__WORK REQUIRED__
A complete and exact copy of the entries below is the expected result.

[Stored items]
Start of Block

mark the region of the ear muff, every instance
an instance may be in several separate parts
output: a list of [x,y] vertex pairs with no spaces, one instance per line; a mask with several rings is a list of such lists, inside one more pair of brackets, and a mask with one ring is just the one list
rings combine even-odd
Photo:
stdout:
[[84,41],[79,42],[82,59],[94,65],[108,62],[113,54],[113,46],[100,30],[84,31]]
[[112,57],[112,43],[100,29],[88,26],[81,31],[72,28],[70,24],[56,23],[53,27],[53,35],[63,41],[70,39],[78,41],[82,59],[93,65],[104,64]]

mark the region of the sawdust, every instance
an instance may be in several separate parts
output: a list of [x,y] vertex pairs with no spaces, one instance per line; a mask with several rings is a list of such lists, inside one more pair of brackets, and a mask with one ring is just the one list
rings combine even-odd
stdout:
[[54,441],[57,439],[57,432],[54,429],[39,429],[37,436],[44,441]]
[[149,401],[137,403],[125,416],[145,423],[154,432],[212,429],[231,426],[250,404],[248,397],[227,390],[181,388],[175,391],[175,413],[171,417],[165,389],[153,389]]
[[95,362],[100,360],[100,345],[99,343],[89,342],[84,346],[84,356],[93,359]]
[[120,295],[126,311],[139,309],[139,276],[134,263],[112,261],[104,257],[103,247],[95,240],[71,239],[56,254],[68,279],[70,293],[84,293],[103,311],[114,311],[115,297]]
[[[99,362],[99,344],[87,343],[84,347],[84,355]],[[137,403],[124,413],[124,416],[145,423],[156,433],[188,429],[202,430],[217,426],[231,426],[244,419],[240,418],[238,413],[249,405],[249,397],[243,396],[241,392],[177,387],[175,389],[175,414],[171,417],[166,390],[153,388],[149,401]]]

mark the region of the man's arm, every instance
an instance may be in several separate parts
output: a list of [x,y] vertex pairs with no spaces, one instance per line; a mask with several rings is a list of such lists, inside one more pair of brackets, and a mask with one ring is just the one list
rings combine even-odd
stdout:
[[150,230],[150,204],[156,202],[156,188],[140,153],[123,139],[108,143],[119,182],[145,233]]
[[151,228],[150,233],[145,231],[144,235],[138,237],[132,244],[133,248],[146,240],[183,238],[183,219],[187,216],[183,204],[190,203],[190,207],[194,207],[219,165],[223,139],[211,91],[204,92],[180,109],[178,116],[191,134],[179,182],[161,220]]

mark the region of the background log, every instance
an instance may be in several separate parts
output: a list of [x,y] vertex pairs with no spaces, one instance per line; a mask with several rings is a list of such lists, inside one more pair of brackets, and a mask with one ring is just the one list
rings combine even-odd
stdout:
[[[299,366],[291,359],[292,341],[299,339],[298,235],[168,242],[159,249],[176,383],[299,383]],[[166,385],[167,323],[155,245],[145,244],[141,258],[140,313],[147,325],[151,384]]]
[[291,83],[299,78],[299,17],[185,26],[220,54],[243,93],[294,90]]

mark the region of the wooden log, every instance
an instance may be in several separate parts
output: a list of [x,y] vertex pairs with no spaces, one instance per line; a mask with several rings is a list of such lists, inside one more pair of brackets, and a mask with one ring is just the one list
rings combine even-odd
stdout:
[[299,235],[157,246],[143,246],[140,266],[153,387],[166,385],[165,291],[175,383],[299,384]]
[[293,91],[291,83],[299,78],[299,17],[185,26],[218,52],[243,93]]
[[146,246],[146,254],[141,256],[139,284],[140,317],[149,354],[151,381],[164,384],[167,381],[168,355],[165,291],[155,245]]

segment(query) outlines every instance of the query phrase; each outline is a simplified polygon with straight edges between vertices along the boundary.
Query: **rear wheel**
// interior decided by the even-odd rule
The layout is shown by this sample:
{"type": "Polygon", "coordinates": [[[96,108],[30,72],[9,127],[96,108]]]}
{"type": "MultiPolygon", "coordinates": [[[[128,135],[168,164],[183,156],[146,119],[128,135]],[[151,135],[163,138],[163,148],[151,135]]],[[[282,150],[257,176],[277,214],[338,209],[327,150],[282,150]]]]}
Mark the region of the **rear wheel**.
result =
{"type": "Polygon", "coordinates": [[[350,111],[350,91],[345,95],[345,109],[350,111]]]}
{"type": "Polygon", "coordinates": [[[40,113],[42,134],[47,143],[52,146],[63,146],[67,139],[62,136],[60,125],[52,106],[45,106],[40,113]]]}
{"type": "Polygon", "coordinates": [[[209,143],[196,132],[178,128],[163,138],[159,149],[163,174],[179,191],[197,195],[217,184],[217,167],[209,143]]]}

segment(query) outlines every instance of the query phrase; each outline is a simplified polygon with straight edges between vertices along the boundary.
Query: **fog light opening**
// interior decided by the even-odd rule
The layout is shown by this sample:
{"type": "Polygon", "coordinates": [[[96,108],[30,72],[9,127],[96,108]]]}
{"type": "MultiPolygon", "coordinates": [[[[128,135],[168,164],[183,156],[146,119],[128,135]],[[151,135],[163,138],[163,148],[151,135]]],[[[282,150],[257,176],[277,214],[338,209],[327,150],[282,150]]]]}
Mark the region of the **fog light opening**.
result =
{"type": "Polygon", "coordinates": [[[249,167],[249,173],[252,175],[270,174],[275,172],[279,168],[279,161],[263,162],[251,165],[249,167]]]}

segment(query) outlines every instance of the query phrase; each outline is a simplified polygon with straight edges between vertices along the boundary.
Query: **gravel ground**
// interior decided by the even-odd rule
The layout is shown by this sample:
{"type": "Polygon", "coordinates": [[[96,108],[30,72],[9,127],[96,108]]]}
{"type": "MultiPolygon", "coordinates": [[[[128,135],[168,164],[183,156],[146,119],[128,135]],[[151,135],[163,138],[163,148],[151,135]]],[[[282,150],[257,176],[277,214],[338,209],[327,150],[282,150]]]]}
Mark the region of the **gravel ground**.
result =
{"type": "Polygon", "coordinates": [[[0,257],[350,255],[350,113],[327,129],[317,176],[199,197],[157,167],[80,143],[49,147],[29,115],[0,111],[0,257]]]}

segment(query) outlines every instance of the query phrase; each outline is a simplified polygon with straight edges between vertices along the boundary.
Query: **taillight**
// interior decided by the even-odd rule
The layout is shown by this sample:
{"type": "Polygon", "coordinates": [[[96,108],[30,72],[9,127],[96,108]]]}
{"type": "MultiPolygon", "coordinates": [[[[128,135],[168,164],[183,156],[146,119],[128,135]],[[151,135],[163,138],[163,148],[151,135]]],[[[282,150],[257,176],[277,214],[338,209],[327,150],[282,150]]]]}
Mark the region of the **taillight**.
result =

End of Block

__WORKED SOLUTION__
mark the region of the ear muff, every instance
an instance may be in several separate parts
output: a list of [x,y] vertex pairs with no spaces, one instance per line; a mask with several rings is a list of such lists, inside one more pair of brackets, and a mask with one ring is just the one list
rings combine even-odd
Photo:
stdout:
[[84,41],[79,42],[82,59],[94,65],[108,62],[113,54],[113,46],[100,30],[84,31]]
[[112,57],[112,43],[100,29],[88,26],[81,31],[72,28],[70,24],[56,23],[53,27],[53,35],[63,41],[70,39],[78,41],[82,59],[93,65],[104,64]]

mark the region of the sawdust, every instance
an instance may be in several separate parts
output: a list of [x,y] vertex pairs with no spaces, one instance per line; a mask with several rings is a list of such lists, inside one more pair of brackets, and a mask with one ring is just the one list
rings combine even-odd
stdout:
[[54,441],[57,439],[57,432],[54,429],[39,429],[37,436],[44,441]]
[[149,401],[137,403],[125,416],[145,423],[154,432],[212,429],[231,426],[250,404],[248,397],[227,390],[181,388],[175,391],[175,413],[171,417],[165,389],[153,389]]
[[95,362],[100,360],[100,345],[99,343],[89,342],[84,346],[84,356],[93,359]]
[[120,295],[126,311],[139,309],[139,276],[134,263],[112,261],[104,257],[103,247],[95,240],[71,239],[56,254],[68,279],[70,293],[84,293],[103,311],[114,311],[115,297]]
[[[99,362],[99,344],[87,343],[84,347],[84,355]],[[137,403],[124,413],[124,416],[145,423],[156,433],[188,429],[202,430],[217,426],[231,426],[244,419],[240,418],[238,413],[249,405],[249,397],[243,396],[241,392],[177,387],[175,389],[175,414],[171,417],[166,390],[153,388],[149,401]]]

mark the region of the man's arm, every instance
an instance may be in several separate parts
output: a list of [x,y] vertex pairs with no spaces, one instance per line; a mask with several rings is a list of such lists, inside one more pair of brackets, and a mask with one ring is just the one list
rings combine even-odd
stdout:
[[150,230],[150,204],[156,202],[156,188],[140,153],[123,139],[108,143],[119,182],[145,233]]
[[151,228],[150,233],[145,231],[144,235],[138,237],[132,244],[133,248],[146,240],[183,238],[183,219],[187,216],[183,204],[190,203],[190,207],[194,207],[219,165],[223,139],[211,91],[204,92],[180,109],[178,116],[191,134],[179,182],[161,220]]

mark the region of the background log, every instance
an instance may be in several separate parts
output: a list of [x,y] vertex pairs with no spaces, one instance per line; a mask with several rings is a list of such lists, inside one more pair of brackets, and a mask with one ring is just the one list
rings combine even-odd
stdout:
[[[299,366],[291,359],[292,341],[299,339],[298,235],[168,242],[159,249],[176,383],[299,383]],[[166,385],[167,323],[155,245],[145,244],[141,258],[140,313],[147,325],[151,384]]]
[[291,83],[299,78],[299,17],[185,26],[220,54],[243,93],[294,90]]

mark the region of the wooden log, every instance
an instance may be in several separate parts
output: a list of [x,y] vertex pairs with no spaces, one instance per line; a mask with several rings is a list of such lists, inside one more pair of brackets, and a mask with one ring is just the one list
rings combine even-odd
stdout:
[[299,235],[157,246],[143,246],[140,266],[153,387],[166,385],[165,291],[175,383],[299,384]]
[[293,91],[291,83],[299,78],[299,17],[185,26],[218,52],[243,93]]
[[146,246],[146,254],[141,256],[139,284],[140,317],[149,354],[151,381],[164,384],[167,381],[168,355],[165,291],[155,245]]

segment(query) outlines every instance of the query phrase; each outline is a simplified polygon with straight edges between vertices along the boundary.
Query: **rear wheel**
// interior decided by the even-odd rule
The layout is shown by this sample:
{"type": "Polygon", "coordinates": [[[96,108],[30,72],[9,127],[96,108]]]}
{"type": "MultiPolygon", "coordinates": [[[[128,135],[168,164],[183,156],[146,119],[128,135]],[[151,135],[163,138],[163,148],[151,135]]],[[[282,150],[257,176],[277,214],[338,209],[327,150],[282,150]]]]}
Mark the region of the **rear wheel**.
result =
{"type": "Polygon", "coordinates": [[[350,111],[350,91],[345,95],[345,109],[350,111]]]}
{"type": "Polygon", "coordinates": [[[40,113],[42,134],[47,143],[52,146],[63,146],[67,139],[62,136],[60,125],[52,106],[45,106],[40,113]]]}
{"type": "Polygon", "coordinates": [[[209,143],[196,132],[178,128],[163,138],[159,149],[163,174],[179,191],[197,195],[217,184],[217,167],[209,143]]]}

segment(query) outlines every instance of the query phrase; each outline is a simplified polygon with straight edges between vertices along the boundary.
Query: **fog light opening**
// interior decided by the even-odd rule
The layout is shown by this sample:
{"type": "Polygon", "coordinates": [[[96,108],[30,72],[9,127],[96,108]]]}
{"type": "MultiPolygon", "coordinates": [[[[128,135],[168,164],[183,156],[146,119],[128,135]],[[151,135],[163,138],[163,148],[151,135]]],[[[282,150],[257,176],[277,214],[338,209],[327,150],[282,150]]]]}
Mark the region of the **fog light opening**.
result =
{"type": "Polygon", "coordinates": [[[249,167],[249,173],[252,175],[270,174],[275,172],[279,168],[279,161],[263,162],[251,165],[249,167]]]}

segment(query) outlines every instance of the query phrase; each outline is a simplified polygon with straight edges between vertices along the boundary.
Query: **gravel ground**
// interior decided by the even-odd rule
The layout is shown by this sample:
{"type": "Polygon", "coordinates": [[[96,108],[30,72],[9,127],[96,108]]]}
{"type": "MultiPolygon", "coordinates": [[[[128,135],[168,164],[183,156],[146,119],[128,135]],[[151,135],[163,138],[163,148],[151,135]]],[[[282,150],[257,176],[277,214],[338,209],[327,150],[282,150]]]]}
Mark the region of the **gravel ground**.
result =
{"type": "Polygon", "coordinates": [[[0,257],[350,255],[350,113],[327,129],[317,176],[199,197],[157,167],[80,143],[49,147],[29,115],[0,111],[0,257]]]}

segment(query) outlines every instance of the query phrase; each outline is a simplified polygon with straight edges between vertices along the boundary.
Query: **taillight**
// interior decided by the even-odd rule
The layout is shown by this sample:
{"type": "Polygon", "coordinates": [[[96,108],[30,72],[9,127],[96,108]]]}
{"type": "MultiPolygon", "coordinates": [[[[128,135],[168,164],[183,156],[146,119],[128,135]],[[151,135],[163,138],[163,148],[151,135]]],[[[282,150],[257,176],[277,214],[338,209],[327,150],[282,150]]]]}
Mark the region of the **taillight**.
result =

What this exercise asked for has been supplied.